*** PROVIDED PASSAGE ***

If you hold a deeply contrarian view on a well observed topic, there’s an important question you should be prepared to answer if you’d like anyone to take you seriously.
What is it that you know that others don’t?
Not what you believe or what you hope, but what you know. If you don’t have an honest answer, then it’s best to stay away from people who have been impacted by whatever topic you hold your contrarian view about. While this is a broadly good principle to live by, it’s particularly good when dealing with the question of what causes autism and the large increase in prevalence observed over the last thirty five years.
It’s been a little over fifteen years since our son was diagnosed with developmental delay and ultimately autism. For years my wife and I ran a nonprofit organization that provided free mental health and counseling services for parents and caretakers of children and adults with special needs. I know many things about autism. But the boring truth about my experience is that the only thing I know that others don’t is our specific journey, which means that I don’t have a deeply contrarian view on the causes of autism. And I don’t have one on the rise of autism prevalence from 1 in 150 in 1990 to 1 in 31 today.
That doesn’t mean that I simply follow the herd like a sheep when it comes to care and treatment for my son. Because we don’t really know definitively what’s going on with him yet. Anything could have happened to him because anything could have happened to one child. And so we often find ourselves trying treatments and therapies that aren’t grounded in tons of data to see if they work. Some have. Most haven’t. But we’ll keep going. The debate we’re all about to embark on is not about one child, though; it’s about millions of children and millions of diagnoses. Which means we can follow the data to the degree that we can declare some things mathematically impossible. Unless there are global conspiracies that transcend decades, regions, cultures and professions, we should feel safe focusing on some causes and moving on from others.

*** End of PROVIDED PASSAGE ***
*** RECORDS ***

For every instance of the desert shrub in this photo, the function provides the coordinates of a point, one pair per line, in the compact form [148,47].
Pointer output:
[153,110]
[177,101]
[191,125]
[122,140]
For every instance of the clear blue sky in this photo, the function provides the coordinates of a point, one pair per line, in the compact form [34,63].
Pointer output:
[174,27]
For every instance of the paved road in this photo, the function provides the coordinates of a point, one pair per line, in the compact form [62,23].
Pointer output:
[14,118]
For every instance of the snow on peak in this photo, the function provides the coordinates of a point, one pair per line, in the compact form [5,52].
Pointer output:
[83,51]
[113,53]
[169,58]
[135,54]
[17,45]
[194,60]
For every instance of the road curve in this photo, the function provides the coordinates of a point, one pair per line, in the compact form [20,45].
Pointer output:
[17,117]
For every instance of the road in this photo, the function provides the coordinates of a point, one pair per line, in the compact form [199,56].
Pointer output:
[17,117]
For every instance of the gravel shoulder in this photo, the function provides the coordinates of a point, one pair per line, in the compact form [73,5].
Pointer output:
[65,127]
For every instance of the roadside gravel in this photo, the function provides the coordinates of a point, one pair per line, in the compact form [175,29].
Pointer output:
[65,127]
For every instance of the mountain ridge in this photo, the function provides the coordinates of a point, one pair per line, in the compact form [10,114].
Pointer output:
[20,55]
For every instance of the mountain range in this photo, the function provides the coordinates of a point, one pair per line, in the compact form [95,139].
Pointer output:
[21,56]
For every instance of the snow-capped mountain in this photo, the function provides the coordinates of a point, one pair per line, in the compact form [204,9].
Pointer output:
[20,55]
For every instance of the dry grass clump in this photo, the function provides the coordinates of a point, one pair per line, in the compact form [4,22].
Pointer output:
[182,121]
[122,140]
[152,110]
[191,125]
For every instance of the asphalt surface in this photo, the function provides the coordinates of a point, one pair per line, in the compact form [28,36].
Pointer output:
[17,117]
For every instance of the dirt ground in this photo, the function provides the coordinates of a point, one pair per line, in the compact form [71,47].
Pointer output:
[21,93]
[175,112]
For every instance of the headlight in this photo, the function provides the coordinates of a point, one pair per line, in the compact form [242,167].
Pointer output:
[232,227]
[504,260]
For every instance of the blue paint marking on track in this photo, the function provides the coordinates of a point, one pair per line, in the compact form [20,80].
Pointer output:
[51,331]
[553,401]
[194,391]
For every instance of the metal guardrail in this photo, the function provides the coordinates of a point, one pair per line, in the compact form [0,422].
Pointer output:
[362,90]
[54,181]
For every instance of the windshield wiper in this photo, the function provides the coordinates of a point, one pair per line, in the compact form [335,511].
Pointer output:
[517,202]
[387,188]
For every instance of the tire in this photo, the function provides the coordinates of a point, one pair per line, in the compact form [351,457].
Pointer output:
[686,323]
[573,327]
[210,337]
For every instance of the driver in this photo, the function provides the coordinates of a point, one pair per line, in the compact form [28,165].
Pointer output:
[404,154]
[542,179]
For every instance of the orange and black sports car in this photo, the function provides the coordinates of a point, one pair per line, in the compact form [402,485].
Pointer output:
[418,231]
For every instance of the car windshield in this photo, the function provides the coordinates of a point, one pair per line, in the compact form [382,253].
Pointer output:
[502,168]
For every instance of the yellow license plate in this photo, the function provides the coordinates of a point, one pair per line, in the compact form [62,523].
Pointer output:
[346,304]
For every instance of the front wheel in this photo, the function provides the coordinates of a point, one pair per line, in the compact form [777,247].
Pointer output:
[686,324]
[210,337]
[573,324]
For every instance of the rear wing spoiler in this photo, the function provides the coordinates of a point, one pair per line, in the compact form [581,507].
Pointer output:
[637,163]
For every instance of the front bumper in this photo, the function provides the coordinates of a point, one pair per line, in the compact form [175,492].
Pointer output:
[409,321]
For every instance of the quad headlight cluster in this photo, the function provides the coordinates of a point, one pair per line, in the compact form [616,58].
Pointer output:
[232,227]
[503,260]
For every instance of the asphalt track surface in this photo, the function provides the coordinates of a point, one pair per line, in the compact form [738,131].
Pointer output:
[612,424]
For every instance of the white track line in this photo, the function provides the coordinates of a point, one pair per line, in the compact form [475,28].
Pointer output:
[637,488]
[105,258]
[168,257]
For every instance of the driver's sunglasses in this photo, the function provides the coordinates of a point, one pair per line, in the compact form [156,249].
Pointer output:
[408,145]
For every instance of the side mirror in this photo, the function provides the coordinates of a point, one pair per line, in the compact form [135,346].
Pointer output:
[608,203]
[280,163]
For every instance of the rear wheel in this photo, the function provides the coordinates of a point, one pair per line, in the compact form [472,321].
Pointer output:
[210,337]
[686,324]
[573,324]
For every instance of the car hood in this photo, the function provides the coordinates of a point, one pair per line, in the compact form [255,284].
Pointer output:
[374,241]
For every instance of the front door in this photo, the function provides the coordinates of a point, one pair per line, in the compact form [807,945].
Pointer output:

*** End of RECORDS ***
*** RECORDS ***

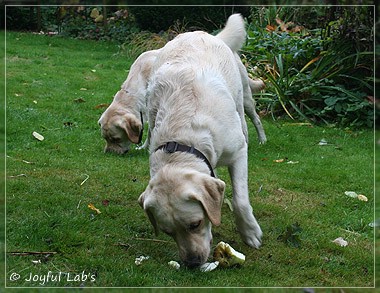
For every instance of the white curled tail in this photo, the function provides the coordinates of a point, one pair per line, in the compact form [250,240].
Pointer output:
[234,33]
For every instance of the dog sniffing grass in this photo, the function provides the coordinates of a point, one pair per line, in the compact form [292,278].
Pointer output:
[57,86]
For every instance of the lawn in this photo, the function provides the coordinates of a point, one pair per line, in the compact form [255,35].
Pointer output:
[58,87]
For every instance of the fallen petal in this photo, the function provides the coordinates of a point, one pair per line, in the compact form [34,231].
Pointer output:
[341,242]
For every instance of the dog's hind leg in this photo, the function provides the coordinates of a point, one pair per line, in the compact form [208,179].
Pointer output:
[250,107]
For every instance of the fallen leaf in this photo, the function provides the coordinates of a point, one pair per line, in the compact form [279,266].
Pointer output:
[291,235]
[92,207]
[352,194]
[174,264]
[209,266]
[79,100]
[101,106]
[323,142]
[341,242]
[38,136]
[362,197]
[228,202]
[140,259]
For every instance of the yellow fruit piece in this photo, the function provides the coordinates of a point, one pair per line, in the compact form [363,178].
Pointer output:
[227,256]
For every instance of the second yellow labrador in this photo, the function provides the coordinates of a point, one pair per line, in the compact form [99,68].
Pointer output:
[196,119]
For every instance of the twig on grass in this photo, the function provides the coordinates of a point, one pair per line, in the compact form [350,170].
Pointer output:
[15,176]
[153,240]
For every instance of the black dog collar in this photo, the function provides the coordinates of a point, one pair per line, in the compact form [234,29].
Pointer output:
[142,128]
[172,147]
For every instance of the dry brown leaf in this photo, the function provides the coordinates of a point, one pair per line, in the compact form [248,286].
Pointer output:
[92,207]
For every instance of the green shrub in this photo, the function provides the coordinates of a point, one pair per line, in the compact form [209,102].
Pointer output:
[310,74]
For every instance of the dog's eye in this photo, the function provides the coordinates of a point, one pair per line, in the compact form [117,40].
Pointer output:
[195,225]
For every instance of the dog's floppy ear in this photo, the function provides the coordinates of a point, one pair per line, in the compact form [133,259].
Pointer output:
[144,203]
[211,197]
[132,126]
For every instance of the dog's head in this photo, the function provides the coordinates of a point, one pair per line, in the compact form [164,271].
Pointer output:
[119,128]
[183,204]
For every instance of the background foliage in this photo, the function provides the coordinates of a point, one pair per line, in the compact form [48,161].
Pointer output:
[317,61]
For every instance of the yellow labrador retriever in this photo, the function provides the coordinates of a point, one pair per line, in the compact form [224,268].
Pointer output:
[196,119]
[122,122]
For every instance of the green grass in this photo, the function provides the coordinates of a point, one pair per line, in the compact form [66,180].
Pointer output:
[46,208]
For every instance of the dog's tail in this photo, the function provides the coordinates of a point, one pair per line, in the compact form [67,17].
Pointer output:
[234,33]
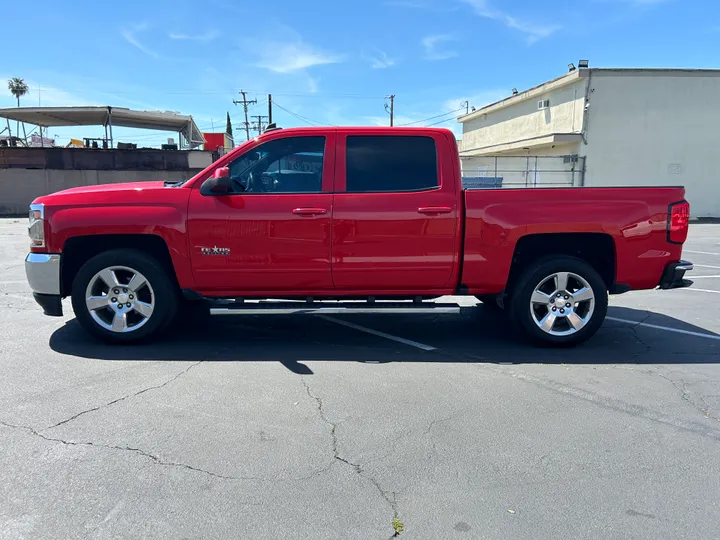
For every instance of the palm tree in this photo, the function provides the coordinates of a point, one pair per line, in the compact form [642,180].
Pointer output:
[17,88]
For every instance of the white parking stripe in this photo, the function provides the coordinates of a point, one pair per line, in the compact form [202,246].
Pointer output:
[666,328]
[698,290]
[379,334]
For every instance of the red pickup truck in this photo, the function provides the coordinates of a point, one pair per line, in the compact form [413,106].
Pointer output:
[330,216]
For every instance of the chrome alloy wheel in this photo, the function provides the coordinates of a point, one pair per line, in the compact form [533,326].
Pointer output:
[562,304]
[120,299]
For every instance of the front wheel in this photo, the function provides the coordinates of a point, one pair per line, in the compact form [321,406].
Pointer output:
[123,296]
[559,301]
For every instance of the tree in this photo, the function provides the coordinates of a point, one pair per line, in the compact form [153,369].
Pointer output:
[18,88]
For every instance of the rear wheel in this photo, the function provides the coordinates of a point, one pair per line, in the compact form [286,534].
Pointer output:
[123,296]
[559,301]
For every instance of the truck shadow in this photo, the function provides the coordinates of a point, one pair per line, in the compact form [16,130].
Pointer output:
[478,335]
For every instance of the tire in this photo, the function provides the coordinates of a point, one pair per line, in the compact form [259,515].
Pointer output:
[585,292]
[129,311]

*** End of RECORDS ***
*** RECORDS ***

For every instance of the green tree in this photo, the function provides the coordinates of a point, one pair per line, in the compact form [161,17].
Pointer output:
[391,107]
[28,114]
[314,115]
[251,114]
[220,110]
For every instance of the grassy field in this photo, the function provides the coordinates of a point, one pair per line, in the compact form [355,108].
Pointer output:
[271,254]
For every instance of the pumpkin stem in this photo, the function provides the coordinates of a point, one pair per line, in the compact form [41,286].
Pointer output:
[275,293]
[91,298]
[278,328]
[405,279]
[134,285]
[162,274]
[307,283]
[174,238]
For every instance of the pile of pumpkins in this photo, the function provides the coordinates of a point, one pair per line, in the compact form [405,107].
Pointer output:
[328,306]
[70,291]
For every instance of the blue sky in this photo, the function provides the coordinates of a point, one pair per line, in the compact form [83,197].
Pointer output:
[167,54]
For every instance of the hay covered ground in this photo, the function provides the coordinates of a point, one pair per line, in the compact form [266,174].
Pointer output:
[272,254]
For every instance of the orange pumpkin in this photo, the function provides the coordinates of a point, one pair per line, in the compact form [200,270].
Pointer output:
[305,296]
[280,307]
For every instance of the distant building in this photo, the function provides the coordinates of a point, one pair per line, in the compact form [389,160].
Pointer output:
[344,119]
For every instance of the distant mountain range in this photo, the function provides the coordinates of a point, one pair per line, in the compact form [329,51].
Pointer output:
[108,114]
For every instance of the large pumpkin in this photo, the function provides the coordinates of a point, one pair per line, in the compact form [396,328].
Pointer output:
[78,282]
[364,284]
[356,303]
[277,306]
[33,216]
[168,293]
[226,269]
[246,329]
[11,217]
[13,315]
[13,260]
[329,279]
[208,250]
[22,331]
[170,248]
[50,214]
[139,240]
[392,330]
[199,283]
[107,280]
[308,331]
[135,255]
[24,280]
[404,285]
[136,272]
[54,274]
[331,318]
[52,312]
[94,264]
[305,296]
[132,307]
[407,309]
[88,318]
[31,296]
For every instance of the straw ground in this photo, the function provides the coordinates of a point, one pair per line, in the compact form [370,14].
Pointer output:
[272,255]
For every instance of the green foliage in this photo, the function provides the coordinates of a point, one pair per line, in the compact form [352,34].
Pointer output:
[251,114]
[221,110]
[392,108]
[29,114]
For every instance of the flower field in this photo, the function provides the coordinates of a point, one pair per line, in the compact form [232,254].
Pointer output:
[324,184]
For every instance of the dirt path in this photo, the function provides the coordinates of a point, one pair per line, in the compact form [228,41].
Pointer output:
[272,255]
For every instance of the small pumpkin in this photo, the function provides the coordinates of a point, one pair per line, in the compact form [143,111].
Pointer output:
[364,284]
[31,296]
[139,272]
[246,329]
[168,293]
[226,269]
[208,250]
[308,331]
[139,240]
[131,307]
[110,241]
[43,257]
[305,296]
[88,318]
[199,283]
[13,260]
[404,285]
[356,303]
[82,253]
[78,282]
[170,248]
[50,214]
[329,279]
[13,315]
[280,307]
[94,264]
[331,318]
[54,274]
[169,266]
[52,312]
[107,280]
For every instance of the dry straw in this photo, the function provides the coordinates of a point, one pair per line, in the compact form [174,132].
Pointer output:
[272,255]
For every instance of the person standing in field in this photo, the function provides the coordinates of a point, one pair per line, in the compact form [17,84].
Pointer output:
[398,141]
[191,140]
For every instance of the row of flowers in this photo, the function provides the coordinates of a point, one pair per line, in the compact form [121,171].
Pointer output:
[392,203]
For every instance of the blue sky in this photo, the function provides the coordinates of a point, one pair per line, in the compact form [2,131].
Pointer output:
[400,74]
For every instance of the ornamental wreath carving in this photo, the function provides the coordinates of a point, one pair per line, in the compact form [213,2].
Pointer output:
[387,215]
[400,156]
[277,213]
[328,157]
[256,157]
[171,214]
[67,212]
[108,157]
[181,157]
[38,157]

*** End of RECORDS ***

→ TASK REQUIREMENTS
a) How has autism prevalence changed since 1990, according to the passage on autism?
b) Repeat word for word the stretch of the passage on autism from "That doesn’t mean" through "on from others.".
None of the stored items is needed here.

→ RESPONSES TO THE TASKS
a) It rose from 1 in 150 in 1990 to 1 in 31 today.

b)
That doesn’t mean that I simply follow the herd like a sheep when it comes to care and treatment for my son. Because we don’t really know definitively what’s going on with him yet. Anything could have happened to him because anything could have happened to one child. And so we often find ourselves trying treatments and therapies that aren’t grounded in tons of data to see if they work. Some have. Most haven’t. But we’ll keep going. The debate we’re all about to embark on is not about one child, though; it’s about millions of children and millions of diagnoses. Which means we can follow the data to the degree that we can declare some things mathematically impossible. Unless there are global conspiracies that transcend decades, regions, cultures and professions, we should feel safe focusing on some causes and moving on from others.